-- START --

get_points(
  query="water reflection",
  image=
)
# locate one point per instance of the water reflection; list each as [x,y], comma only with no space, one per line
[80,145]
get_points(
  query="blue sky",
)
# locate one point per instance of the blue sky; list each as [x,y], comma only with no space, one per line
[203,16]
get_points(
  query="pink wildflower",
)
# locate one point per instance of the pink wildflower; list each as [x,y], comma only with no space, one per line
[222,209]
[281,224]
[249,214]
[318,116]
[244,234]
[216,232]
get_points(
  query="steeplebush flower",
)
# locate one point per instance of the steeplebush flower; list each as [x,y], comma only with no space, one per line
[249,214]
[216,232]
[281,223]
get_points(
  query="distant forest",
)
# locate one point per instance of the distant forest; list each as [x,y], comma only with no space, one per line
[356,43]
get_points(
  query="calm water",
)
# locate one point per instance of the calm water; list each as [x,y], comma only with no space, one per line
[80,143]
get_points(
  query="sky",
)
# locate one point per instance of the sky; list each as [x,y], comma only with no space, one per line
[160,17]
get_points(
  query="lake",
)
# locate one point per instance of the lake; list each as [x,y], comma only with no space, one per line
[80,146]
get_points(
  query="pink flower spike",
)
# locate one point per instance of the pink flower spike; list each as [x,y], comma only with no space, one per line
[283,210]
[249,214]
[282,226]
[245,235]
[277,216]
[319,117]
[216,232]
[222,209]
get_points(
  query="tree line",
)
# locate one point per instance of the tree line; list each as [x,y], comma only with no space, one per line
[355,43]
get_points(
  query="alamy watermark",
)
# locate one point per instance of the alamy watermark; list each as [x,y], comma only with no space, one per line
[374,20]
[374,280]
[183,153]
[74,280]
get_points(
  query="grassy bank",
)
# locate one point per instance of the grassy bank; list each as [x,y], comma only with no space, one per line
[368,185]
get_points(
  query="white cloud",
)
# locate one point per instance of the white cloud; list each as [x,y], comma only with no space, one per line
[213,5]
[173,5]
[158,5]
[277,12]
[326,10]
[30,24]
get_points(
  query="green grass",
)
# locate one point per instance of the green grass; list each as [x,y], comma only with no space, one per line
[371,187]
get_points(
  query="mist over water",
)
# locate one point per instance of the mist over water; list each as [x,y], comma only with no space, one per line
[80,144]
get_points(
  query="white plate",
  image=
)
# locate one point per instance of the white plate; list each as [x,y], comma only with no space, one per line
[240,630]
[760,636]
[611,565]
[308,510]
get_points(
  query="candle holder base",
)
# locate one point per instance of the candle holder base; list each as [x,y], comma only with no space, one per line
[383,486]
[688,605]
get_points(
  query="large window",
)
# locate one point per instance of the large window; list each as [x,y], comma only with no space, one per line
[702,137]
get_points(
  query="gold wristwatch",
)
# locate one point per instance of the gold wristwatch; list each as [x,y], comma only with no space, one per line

-- END --

• **Exercise aim**
Return every line of the rows above that contains the word "candle".

• **Full response**
  query="candle holder base",
# locate one point per instance of the candle holder base; list each as [x,y], comma only with no space, one per line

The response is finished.